Für Sven Vollrath ist in Zell am Harmersbach die Nacht ebenfalls vorbei. Er trinkt eine Tasse Kaffee, steigt ins Auto und holt Georg Schilli ab. Er und Schilli gehören zur Kitzrettung Ortenau. Zusammen fahren sie nach Ottenheim. Es ist Mai. In den kommenden Wochen werden er und seine Mitstreiter von der Kitzrettung Ortenau Dutzende Male in aller Herrgottsfrühe aufbrechen, um möglichst viele Kitze vor dem Tod im Mähwerk zu bewahren. Sie machen das ehrenamtlich. Die meisten gehen nach den Einsätzen mit der Drohne ganz normal zur Arbeit.
Jedes Jahr sterben in Deutschland etwa 100 000 Rehkitze unter den Rädern und in den Messern tonnenschwerer Kreiselmäher. Manche schleppen sich auf abgetrennten Läufen schreiend vor Schmerz noch Stunden über die Wiesen, bevor der Tod sie erlöst. Wie viele Kitzretter-Teams in Deutschland unterwegs sind, wird nirgendwo erfasst. Sicher ist, dass sich immer mehr regionale Gruppen bilden. Nicht zuletzt, weil die Bundesanstalt für Landwirtschaft und Ernährung die Anschaffung der teuren Drohnentechnik finanziell unterstützt.
Um 5.30 Uhr erreichen die Retter ihr Ziel in Ottenheim. Sie haben keine Zeit zu verlieren. Wenn erst die Sonne auf die Wiesen scheint, hilft auch die beste Wärmebildtechnik nichts. Dann werden die Kitze für die Retter unsichtbar. Noch gehen Schilli und Vollrath davon aus, dass die Suche nach spätestens zwei Stunden abgeschlossen ist. Mit 15 geladenen Drohnen-Akkus im Kofferraum sollte es kein Problem sein, die vier Felder abzusuchen, die heute auf dem Programm stehen. Noch wissen sie nicht, dass es nicht bei diesen vier Flächen bleiben wird.

————————

- [AUFGABE]
Schreibe den Auszug über die Rehkitzrettung mit Drohnen im Anschluss an seinen letzten Satz weiter.

————————

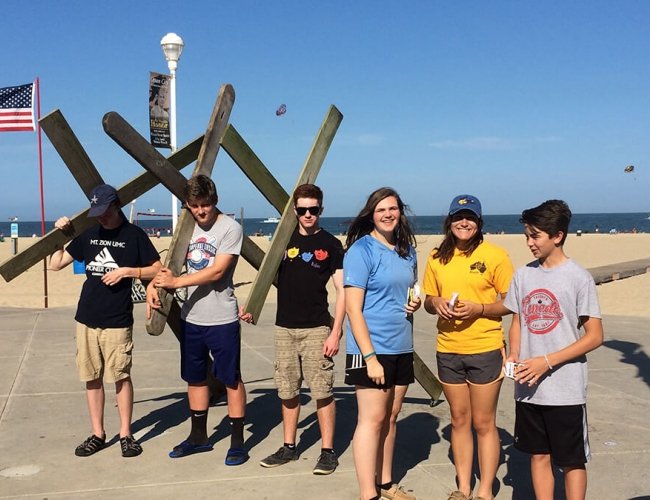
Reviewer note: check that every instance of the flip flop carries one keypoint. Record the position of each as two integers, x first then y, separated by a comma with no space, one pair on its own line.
236,456
186,448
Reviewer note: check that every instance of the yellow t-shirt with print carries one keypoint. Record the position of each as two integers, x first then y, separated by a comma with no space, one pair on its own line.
480,278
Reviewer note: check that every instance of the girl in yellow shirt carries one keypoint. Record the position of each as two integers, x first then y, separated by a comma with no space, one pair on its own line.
465,282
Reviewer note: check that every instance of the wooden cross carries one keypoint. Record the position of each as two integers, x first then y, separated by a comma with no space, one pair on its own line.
166,171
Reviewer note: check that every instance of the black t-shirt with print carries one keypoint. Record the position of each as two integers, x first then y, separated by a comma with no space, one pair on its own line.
102,250
306,267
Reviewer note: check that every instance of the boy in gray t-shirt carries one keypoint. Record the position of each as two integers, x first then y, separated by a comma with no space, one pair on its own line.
552,299
210,319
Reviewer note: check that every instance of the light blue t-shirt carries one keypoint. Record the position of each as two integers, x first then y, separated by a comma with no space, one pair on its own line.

————————

- [ERGEBNIS]
Sieht man ein Kitz in der Natur, sollte man es keinesfalls anfassen und auch nicht lange in der Nähe bleiben. Die Geiß wird es nicht säugen, solange Menschen in der Nähe sind. Hört man ein Kitz längere Zeit fiepen oder klagen, ist der Griff zum Telefon angeraten, um den zuständigen Jäger zu informieren. Er weiß, was zu tun ist und kann alle notwendigen Schritte einleiten. Niemals sollte man ein Kitz streicheln oder gar mit nach Hause nehmen. Seit über 40 Jahren werden in Baden-Württemberg Kitze mit Ohrmarken markiert. Die Wildforschungsstelle Aulendorf will so Langzeitdaten zur Ökologie des Rehwilds gewinnen. Im Mai und Juni bringen die Geißen ihre Kitze zur Welt. Sie legen ihre Nachkommen zum Schutz vor Fressfeinden ins hohe Gras. Nähert sich Ungewöhnliches, drückt sich ein Kitz auf den Boden. Erst ab der dritten Lebenswoche erwacht im Kitz der Fluchtinstinkt.
Georg Schilli begrüßt Klaus Niehüser, Pächter des Jagdreviers, in dem sie ihre Suche beginnen. Niehüser hätte mit dem betroffenen Landwirt klären sollen, wo er mit dem Mähen anfangen will. Doch der Landwirt geht noch nicht ans Telefon. Also muss Niehüser entscheiden. Die Retter parken ihre Autos auf einem Feldweg östlich von Ottenheim. Schilli legt eine blaue Matte ins Gras. Darauf platziert Drohnenpilot Vollrath das Fluggerät. Das Überflugprogramm startet. Noch vor Sonnenaufgang erhebt sich der ein Kilogramm schwere Quadricopter in die Luft. Die Rotoren summen. Das Positionslicht blinkt.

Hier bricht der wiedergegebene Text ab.